— Begin Provided information —

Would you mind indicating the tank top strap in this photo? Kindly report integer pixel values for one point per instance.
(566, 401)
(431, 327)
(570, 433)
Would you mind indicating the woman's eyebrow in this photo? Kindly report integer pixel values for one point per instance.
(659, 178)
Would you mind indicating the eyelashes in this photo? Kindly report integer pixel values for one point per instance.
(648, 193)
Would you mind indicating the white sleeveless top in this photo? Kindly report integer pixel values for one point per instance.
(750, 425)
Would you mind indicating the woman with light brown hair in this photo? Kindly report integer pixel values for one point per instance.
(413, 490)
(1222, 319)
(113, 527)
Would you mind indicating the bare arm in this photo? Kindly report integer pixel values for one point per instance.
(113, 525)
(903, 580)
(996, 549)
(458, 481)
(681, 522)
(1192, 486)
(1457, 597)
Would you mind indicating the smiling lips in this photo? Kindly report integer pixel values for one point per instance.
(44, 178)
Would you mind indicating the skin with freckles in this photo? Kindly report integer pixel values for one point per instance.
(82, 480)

— End Provided information —

Exercise »
Go through the records above and retype each one exactly.

Exercise solution »
Would you mind indicating the tank top strap in this photo? Kindly report integer pixel values for one point per instance.
(566, 401)
(431, 327)
(570, 433)
Would you mind indicating the woman's eyebrow in this photo? Kindly report integer pixel values for one point per instance.
(659, 178)
Would you mind indicating the eyelashes in this photo? Kindly report integer pixel values for one point per instance.
(648, 193)
Would you mind indicating the white sleeveless top in this photo? Kindly report integer pixel values for one point per instance.
(750, 425)
Would you mind indicating the woman with light brown hair in this photo? Kindly report integer pixel values for one point per instance.
(413, 490)
(1222, 319)
(113, 527)
Would you mind indicating the bare arm in this photo? Kindly report integer pixel values for one point per instance.
(113, 525)
(903, 580)
(996, 549)
(458, 481)
(681, 522)
(1192, 486)
(1457, 597)
Would you mind indicating the smiling lips in this photo? Kindly report integer pixel values for one point per instance.
(44, 178)
Would you mind indicating the skin with freckles in this photo? Kindly report integer pixel values for one point per instance.
(82, 480)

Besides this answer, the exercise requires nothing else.